* **Set tasks**:
[1] According to the passage on how children learn and grow below, why are parents and caretakers not "in charge"? Answer in one to three sentences.
[2] Write a continuation of the passage on how children learn and grow, beginning right after its final sentence.
### Excerpted text ###
Learning styles differ. (Did you know that dyslexia is a learning style? More on that in an up-coming post.) Abilities and perceptions vary from person to person. Approaches to learning need to be adjusted to meet the needs of different children. All of that is do-able. The problems come when we as parents or care-takers want to be “in charge” of things. NEWS FLASH- we aren’t “in charge” at all! The Lord sent all His children here with a plan…His plan. Our job is to find out what it is for each of them and follow it.
Children need to use all they were sent here to use. Muscles need exercise-expect climbing, running, jumping, throwing, and a ton of other movement. It is not only normal; it is necessary!
They need your time-as much as you are willing to give them. They need time to talk, cry, share, learn. Self-discipline is only developed as the adults around them help them with consistency and follow-through. If they don’t learn it, it is on us.
### Raw data ###
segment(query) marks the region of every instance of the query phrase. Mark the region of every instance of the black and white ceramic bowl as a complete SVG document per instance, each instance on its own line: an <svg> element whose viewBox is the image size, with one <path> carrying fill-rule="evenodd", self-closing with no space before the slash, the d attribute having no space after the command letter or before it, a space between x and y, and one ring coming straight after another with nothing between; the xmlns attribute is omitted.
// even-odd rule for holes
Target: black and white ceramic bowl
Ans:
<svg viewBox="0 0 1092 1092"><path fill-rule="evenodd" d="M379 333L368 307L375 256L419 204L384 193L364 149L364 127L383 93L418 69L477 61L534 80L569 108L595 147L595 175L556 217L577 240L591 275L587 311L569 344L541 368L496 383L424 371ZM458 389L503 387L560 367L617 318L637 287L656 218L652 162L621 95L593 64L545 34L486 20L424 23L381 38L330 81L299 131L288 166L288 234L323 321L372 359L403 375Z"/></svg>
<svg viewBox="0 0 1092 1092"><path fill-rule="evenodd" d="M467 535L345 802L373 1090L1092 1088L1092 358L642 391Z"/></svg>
###
* **Answers to the exercise**:
[1] The passage says the Lord sent all His children here with a plan, His own plan. The adults' job is therefore to find out what that plan is for each child and to follow it, not to direct things themselves.

[2]
Messes follow young ones like day follows night. That’s okay. It will give us a chance to experience all those things we wanted to do as children but were stopped because it was “too messy.” Spend time creating and cleaning together.
Children ask questions-lots of questions. They aren’t blank slates waiting for someone to write on them; they have opinions, preferences, and interests they came here to express and explore. Let them pepper you with everything they can come up with through their life. The joy of discovery is not to be missed!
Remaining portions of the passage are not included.